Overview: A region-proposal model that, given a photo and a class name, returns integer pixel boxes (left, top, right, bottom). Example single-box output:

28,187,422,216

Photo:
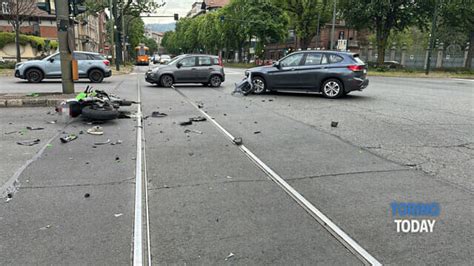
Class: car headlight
15,63,23,69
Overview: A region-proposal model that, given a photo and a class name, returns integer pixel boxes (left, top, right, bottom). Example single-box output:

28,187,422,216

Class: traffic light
70,0,87,17
174,13,179,21
37,0,52,14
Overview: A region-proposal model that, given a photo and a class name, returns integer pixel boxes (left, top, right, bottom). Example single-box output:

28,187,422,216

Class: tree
437,0,474,68
4,0,41,62
340,0,433,64
142,37,158,54
273,0,330,50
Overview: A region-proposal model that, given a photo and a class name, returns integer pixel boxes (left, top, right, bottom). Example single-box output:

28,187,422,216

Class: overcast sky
141,0,196,24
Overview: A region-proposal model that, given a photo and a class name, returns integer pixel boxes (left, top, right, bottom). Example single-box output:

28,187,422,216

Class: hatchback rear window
352,55,365,64
211,57,220,65
198,56,212,66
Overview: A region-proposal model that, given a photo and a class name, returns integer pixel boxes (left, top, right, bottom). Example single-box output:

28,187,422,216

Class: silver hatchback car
15,51,112,83
145,54,225,87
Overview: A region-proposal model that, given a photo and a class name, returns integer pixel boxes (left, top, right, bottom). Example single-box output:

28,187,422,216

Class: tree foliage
272,0,330,49
340,0,434,64
162,0,288,62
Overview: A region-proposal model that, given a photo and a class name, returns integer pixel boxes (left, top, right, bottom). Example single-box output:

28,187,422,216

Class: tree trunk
465,30,474,69
15,20,21,63
376,32,387,65
301,37,310,50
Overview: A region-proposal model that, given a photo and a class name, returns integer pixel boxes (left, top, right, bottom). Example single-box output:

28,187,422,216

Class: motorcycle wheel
81,106,119,121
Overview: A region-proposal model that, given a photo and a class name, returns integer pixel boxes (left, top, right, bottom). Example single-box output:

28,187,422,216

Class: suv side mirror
48,58,54,63
272,61,280,69
176,62,182,68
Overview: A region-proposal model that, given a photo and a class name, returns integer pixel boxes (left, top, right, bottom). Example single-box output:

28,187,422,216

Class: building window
2,2,11,14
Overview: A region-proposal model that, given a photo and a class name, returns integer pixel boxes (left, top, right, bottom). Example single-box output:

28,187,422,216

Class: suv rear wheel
322,79,344,98
25,68,44,83
88,69,104,83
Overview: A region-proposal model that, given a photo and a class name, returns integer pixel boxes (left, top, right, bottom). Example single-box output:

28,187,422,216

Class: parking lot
0,66,473,264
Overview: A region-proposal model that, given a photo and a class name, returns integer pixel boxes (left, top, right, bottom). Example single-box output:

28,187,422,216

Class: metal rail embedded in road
172,86,382,266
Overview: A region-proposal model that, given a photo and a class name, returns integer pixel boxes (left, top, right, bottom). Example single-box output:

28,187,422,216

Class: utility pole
425,0,439,75
55,0,74,94
109,0,115,65
113,0,121,71
330,0,337,50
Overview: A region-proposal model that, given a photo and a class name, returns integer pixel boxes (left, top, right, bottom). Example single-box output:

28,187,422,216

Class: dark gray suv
145,54,225,87
245,51,368,98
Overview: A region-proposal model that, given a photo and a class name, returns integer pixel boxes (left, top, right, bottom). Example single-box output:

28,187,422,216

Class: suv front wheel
25,68,44,83
88,69,104,83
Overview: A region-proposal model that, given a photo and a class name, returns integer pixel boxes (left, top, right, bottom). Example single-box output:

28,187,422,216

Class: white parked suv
15,51,112,83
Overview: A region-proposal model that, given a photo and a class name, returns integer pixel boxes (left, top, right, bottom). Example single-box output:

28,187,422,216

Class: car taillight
347,65,364,71
103,60,110,66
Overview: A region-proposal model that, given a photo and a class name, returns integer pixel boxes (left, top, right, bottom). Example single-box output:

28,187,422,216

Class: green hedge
0,61,16,69
0,32,49,51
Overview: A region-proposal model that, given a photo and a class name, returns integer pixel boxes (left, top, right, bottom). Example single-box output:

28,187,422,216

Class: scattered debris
225,253,235,261
115,156,120,162
39,224,51,230
223,113,227,116
190,116,206,122
60,134,78,143
114,213,123,217
405,163,417,167
5,131,18,135
87,126,104,135
261,100,266,102
94,139,111,145
188,152,194,156
268,99,274,102
47,120,57,124
184,129,203,134
254,121,258,124
46,144,53,148
151,111,168,118
85,121,105,125
226,176,233,179
79,130,84,134
331,121,339,128
254,131,261,134
179,121,193,126
197,102,204,108
84,193,90,198
233,137,243,145
7,193,13,199
111,140,123,145
26,126,44,131
17,139,40,146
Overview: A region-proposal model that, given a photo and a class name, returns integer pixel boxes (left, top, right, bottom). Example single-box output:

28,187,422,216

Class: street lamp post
425,0,440,75
330,0,337,50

* * * *

ACTIVITY: Please transcribe each entry exactly, but skip any picture it holds.

THE ANSWER:
Overview: A region-proposal model that, given a photo and a class name, returns integer pixel boxes (left, top, right, bottom). Example single-box output:

28,187,422,216

Photo:
Class: car headlight
15,63,23,69
Overview: A region-proposal model that, given a photo and a class name, returns integer pixel boxes (left, top, right, bottom). Example single-box output:

28,187,422,216

Class: traffic light
70,0,87,17
174,13,179,21
37,0,52,14
Overview: A region-proposal model that, given a photo and a class name, returns integer pixel boxes (left, top, right, bottom). Example single-box output:

28,187,422,216

Class: tree
437,0,474,68
4,0,41,62
340,0,433,64
142,37,158,54
273,0,330,50
Overview: A region-proposal model that, given a photo and a class name, returns integer pixel boxes (left, top, right, bottom). Example single-box output:

28,187,422,216

Class: overcast sky
141,0,196,24
Overview: A region-proposal model that, given a photo and a class name, returns integer pixel boxes (left, top, right, bottom). Example single-box output:

28,187,422,216

Class: hatchback rear window
352,55,365,64
211,57,220,65
198,56,212,66
Overview: A region-proposal model that, given a photo and a class name, returns integer pixel boxes (left, top, right, bottom). Example single-box output:

28,187,422,216

Class: silver hatchback car
15,51,112,83
145,54,225,87
Overview: A region-proposal model that, given a photo and a class name, returns integer pixel boxes (left, top, right, bottom). Example single-box output:

28,187,422,216

Class: tree foliage
272,0,330,49
340,0,434,64
162,0,288,62
Overview: A region-proposal model that, given a photo and a class name, returns integer pixel boxes (left, top, right, bottom). Example single-box output:

28,187,422,216

Class: tree trunk
465,30,474,69
15,20,21,63
376,32,387,65
301,37,310,50
Overview: A region-proposal model that, given a photo and a class name, returns integer pixel boxes (left, top, right, bottom). Example single-box output:

28,187,422,216

Class: motorcycle wheel
81,106,119,121
Overview: A region-proposal model that, given a photo and a class name, returns integer pixel boxes (left, top, right, bottom). Example single-box output:

28,187,422,216

Class: suv side mirror
48,58,54,63
272,61,280,69
176,62,182,68
Overview: A region-proposal model that, given a photo and a class name, returns integer pixel boxes (left, top, right, bottom). Example single-box output:

28,187,422,216

Class: building window
2,2,11,14
Overview: A region-proposal model that, given a photo and a class name, returns integer pixel boxes (left, top, right, bottom). Example single-box output:

28,187,422,216

Class: suv rear wheel
322,79,344,98
25,68,44,83
88,69,104,83
Overview: A region-proposal model that, given a photo and a class name, returns integer pixel boxes (left, top, right, bottom). Example single-box output:

28,187,422,216

Class: parking lot
0,66,473,264
Overview: A region-proposal model that, given a photo and a class name, returns integer pixel boxes (left, top, right, bottom). Example single-box output:

28,187,422,216

Class: metal rail embedded in road
172,86,382,266
Overview: A region-proposal model that, given a photo and a class name, returns integer pixel boxes (left, top, right, bottom). Example single-box output:

28,187,422,216

Class: utility pole
425,0,439,75
55,0,74,94
109,0,115,65
113,0,121,71
330,0,337,50
Overview: A region-proposal model that, given a photo and a class name, returns integer pixel boxes (left, top, right, bottom). Example single-box output:

28,187,422,216

Class: dark gray suv
145,54,225,87
245,51,368,98
Overview: A region-proposal model that, given a photo and a class name, returns integer pixel boxes (left, top, right, bottom). Example single-box output:

28,187,422,216

Class: suv front wheel
25,68,44,83
88,69,104,83
Overview: A region-proposal model that, given a photo and a class name, returns integer pixel boxes (left, top, right, bottom). Example single-box output:

28,187,422,216

Class: white parked suv
15,51,112,83
Overview: A region-proposal model that, given a photo and a class name, returns integer pixel boxes (left, top, right, bottom). Example single-box output:

28,187,422,216

Class: car taillight
347,65,364,71
103,60,110,66
Overview: A region-proposal model that, given a photo and a class name, returns integer pixel boxes (left, top, right, bottom). Example single-box output:

28,187,422,216

Class: green hedge
0,61,16,69
0,32,49,51
Overview: A region-proposal model that, given a photo and a class name, returns integer pixel boxes (left, top, right, bottom). Example single-box output:

28,187,422,216

Class: scattered debris
225,253,235,261
115,156,120,162
39,224,51,230
223,113,227,116
190,116,206,122
60,134,78,143
114,213,123,217
405,163,417,167
5,131,18,135
87,126,104,135
261,100,266,102
94,139,111,145
188,152,194,156
268,99,274,102
47,120,57,124
184,129,203,134
254,121,258,124
46,144,53,148
151,111,168,118
85,121,105,125
226,176,233,179
79,130,84,134
331,121,339,128
254,131,261,134
179,121,193,126
197,102,204,108
84,193,90,198
233,137,243,145
7,193,13,199
111,140,123,145
26,126,44,131
17,139,40,146
Overview: A region-proposal model that, given a photo and a class name, returns integer pixel boxes (left, top, right, bottom). Example single-box output:

28,187,422,216

Class: street lamp post
425,0,440,75
330,0,337,50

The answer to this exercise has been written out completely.